_Text_:
####################
Using Google Earth to highlight environmental degradation

In 1972, Apollo 17 astronauts photographed Earth from 29,000 km away. The resulting so-called Blue Marble image helped galvanise the environmental movement, showing our planet as a fragile and interconnected system, explains Associate Professor Leon Gurevitch.

“Many astronauts have reported that national barriers make no sense when you’re up there in space,” says the design researcher, who is Associate Dean of Research and Innovation at Wellington Faculty of Architecture and Design Innovation. “It becomes obvious that what happens to one, happens to all.”

Associate Professor Gurevitch is working on a project that extends that idea of Earth as an interconnected system. Visualising Google Earth images in a game engine, Google Warming is an environmental and science communication project that helps make visible the sorts of environmental degradation that is often hidden out of sight.

“When you’re using a digital earth interface, you have a god’s eye view of the world and can go anywhere and do anything you want,” he says. “It encourages us to think of the Earth as an object than can be engineered, so looking at the kind of damage that has been done and trying to undo it can be seen as normal.

“I want to get a debate going about what geo-engineering is and how it might be done. There are all sorts of design ethics problems with it being unleashed without widespread public engagement regarding what it is and what the results might be.

“Much of the environmental change we enact upon the planet, be it geo-engineering to try to fix our problems or the more traditional environmental destruction we are used to thinking about, is difficult to tangibly experience or quantify.”

Aerial shot of quarries, from Google Earth.
Google Earth capture.

He says huge mines in Western Australia are an example of this.

“They are rarely visited and are often off the public radar. Taking the images from Google Earth and using a game engine to create an interactive image visualisation enables people to interact with them to understand their size and scale,” says Associate Professor Gurevitch.

“The lesson of environmental science and politics over the last 40 to 50 years is that government action often lags behind public opinion. The lesson for scientists is that, while for decades they may have felt they couldn’t be subjectively vocal about concerns because ‘science needs to be objective’, this approach is not tenable in face of cascading environmental degradation.”

Other visualisation projects Associate Professor Gurevitch would like to pursue include huge solar power fields in the Atacama desert, Appalachian mountain top removal in the United States, and deforestation in the Brazilian rainforests.
####################
_Using the information_:
A - Answer these questions from the article on the Google Warming project:
(i) From how far away did the Apollo 17 astronauts photograph Earth?
(ii) What tool are the Google Earth images visualized in for Google Warming?
(iii) In which desert are the huge solar power fields that Gurevitch would like to visualize?
B - Extend the article on the Google Warming project with a passage that follows on from its last sentence.

_Data to examine_:
####################
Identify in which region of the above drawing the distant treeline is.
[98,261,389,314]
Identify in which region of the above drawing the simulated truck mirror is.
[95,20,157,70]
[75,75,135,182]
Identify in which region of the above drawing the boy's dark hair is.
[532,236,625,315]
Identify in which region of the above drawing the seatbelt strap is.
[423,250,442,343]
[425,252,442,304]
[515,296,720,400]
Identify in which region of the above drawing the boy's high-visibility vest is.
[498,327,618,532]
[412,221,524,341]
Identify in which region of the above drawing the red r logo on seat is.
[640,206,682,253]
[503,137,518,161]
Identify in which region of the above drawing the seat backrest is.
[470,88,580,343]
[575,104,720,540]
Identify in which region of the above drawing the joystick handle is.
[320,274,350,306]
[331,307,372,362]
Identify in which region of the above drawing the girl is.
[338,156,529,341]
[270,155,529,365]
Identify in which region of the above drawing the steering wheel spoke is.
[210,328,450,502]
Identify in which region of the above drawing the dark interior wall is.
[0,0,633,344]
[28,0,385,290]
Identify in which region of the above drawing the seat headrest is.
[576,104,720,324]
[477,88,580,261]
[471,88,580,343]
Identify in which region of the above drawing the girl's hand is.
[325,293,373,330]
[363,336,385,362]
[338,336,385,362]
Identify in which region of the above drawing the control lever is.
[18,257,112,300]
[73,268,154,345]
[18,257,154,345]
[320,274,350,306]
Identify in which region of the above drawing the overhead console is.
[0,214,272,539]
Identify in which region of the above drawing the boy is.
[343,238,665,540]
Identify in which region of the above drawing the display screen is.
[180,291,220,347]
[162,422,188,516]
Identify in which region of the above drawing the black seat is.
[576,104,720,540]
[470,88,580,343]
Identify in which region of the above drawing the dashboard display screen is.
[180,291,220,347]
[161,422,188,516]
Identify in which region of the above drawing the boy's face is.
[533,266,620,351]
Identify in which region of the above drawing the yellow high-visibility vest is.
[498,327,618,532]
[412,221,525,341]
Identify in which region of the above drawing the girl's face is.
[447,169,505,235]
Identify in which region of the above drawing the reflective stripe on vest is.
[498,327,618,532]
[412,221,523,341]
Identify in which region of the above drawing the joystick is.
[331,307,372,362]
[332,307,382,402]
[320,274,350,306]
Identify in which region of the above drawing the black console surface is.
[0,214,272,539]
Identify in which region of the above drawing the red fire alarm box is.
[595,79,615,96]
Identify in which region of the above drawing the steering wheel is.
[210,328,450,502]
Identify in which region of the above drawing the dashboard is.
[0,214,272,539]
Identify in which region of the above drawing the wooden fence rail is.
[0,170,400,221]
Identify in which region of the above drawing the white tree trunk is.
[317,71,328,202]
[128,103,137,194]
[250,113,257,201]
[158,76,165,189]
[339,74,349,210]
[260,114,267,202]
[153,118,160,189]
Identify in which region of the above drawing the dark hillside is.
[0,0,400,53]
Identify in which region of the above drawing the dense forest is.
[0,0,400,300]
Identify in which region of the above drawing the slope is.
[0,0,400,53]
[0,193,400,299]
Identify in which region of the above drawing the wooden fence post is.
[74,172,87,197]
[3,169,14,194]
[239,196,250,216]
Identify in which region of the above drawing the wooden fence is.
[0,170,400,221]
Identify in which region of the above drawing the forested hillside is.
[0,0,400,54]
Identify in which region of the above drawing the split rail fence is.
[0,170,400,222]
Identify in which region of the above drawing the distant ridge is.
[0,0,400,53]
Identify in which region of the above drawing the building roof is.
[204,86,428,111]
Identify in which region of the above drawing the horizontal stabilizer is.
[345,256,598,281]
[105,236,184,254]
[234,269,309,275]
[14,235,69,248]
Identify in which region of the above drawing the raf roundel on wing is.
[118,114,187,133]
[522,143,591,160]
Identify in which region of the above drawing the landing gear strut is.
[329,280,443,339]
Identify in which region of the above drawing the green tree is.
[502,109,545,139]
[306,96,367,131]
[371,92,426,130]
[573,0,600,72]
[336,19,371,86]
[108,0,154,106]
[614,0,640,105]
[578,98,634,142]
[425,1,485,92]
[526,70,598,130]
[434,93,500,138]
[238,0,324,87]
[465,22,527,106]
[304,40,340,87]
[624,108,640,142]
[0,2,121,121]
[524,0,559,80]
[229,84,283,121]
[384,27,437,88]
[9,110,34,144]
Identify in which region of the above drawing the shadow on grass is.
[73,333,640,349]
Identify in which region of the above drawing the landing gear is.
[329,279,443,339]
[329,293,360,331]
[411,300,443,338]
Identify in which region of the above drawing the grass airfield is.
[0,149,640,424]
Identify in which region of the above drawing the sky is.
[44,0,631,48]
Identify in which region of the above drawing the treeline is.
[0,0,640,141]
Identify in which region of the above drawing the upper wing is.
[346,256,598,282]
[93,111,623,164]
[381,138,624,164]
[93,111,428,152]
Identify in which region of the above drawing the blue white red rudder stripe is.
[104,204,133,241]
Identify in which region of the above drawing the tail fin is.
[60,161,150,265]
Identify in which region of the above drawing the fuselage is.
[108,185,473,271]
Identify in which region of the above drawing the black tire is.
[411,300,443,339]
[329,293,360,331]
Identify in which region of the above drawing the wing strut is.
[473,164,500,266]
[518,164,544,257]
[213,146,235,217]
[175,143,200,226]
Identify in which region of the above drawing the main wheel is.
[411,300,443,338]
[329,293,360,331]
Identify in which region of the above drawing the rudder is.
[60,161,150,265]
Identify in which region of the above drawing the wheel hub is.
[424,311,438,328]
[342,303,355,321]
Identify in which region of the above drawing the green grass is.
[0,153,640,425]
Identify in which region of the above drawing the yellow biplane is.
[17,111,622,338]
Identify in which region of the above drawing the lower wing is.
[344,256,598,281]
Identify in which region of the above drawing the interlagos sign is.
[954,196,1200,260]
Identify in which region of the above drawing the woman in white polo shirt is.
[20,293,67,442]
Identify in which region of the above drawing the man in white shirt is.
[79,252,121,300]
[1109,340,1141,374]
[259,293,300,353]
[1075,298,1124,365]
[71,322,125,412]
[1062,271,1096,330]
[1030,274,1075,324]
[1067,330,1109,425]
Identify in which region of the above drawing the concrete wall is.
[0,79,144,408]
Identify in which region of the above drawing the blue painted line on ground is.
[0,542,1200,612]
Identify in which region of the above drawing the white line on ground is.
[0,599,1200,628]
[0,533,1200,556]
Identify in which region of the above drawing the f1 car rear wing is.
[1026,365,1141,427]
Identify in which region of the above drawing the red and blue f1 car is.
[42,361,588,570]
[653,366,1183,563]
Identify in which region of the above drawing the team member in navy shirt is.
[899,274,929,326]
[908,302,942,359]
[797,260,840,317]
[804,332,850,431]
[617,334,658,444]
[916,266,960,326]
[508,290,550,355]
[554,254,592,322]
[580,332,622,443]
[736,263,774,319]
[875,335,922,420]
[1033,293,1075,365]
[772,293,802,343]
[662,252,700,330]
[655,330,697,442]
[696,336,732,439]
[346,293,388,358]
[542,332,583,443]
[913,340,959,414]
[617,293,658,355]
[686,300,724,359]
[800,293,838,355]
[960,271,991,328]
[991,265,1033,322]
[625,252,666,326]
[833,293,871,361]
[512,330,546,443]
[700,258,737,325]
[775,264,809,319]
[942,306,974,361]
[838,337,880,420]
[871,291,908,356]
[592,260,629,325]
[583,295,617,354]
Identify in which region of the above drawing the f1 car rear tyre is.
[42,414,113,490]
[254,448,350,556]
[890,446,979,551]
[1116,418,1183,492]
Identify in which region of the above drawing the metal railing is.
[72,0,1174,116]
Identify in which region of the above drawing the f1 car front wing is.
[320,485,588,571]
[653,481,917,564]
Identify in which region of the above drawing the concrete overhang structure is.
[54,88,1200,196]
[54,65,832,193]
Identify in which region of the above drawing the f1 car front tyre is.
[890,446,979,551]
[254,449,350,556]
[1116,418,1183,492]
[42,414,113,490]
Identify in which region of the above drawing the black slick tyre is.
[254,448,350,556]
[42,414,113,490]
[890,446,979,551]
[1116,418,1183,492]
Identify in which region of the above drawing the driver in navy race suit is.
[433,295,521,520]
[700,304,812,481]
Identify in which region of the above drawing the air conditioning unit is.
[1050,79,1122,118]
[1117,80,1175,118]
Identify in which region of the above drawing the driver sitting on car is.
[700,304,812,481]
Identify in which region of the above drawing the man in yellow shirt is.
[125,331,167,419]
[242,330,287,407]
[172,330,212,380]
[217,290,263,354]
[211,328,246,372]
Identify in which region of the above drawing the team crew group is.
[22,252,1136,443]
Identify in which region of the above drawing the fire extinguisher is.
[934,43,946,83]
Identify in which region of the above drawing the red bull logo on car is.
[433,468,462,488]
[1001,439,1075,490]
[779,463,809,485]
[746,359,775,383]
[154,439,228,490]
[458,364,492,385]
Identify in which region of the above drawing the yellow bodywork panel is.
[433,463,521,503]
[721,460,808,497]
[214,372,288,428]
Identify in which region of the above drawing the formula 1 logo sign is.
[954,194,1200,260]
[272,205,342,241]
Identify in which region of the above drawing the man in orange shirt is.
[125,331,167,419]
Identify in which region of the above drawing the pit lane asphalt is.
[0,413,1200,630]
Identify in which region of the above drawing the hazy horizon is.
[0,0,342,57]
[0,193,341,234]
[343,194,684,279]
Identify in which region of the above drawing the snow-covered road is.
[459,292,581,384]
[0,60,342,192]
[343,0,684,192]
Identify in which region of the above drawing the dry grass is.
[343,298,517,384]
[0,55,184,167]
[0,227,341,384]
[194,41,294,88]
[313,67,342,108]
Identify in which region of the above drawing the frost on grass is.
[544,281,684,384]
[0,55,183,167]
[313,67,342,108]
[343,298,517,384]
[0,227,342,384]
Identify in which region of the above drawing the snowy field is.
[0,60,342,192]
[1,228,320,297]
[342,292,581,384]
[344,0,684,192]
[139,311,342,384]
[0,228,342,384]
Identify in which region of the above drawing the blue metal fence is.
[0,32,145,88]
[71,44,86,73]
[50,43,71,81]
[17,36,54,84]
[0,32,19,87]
####################
_Numbered answers_:
A -
(i) 29,000 km
(ii) A game engine
(iii) The Atacama desert

B -
“I’m interested in large-scale visualisation and how we allocate resources on our planet. We have inadvertently wrecked our climate over the past 200 years. Imagine what we could do in 50 years if we were advertent about fixing it!

“My father always said that after World War II, we did what needed to be done. Nobody ran the numbers and said we couldn’t afford healthcare or welfare because that wasn’t the economic mindset of the war effort.

“After the war, that mindset continued; we built things like the National Health Service in the UK because it was the right thing to do. And you can compare that to what’s happening with the current pandemic—when we want to do what needs to be done, we can. The same approach needs to be taken with climate change now.

“We need to radically change the way we think about what we can do, and something like Google Warming can give the public more opportunity to engage and understand this.”

Associate Professor Gurevitch says that fixing the climate is sometimes described as being too difficult. In response, he suggests thinking about the vast scale of the current oil industry.

“We transport billions of tons of oil across the face of the planet every day; we extract carbon from miles below the ocean and from fields deep in the remote dessert. That doesn’t sound like a civilisation that could not do the same in reverse if we had the will to act.

“Our representation of the world and how we act upon it is not separate. Using tools like Google Earth—and what we can derive from it—means we have an entire generation thinking of the Earth as fragile but possibly also fixable. The biggest question is how do we start to fix it and who makes those decisions?”

Outputs of Associate Professor Gurevitch’s Google Warming project have included book chapters, research papers, public lectures and exhibitions featuring 3D printed models of damaged environments.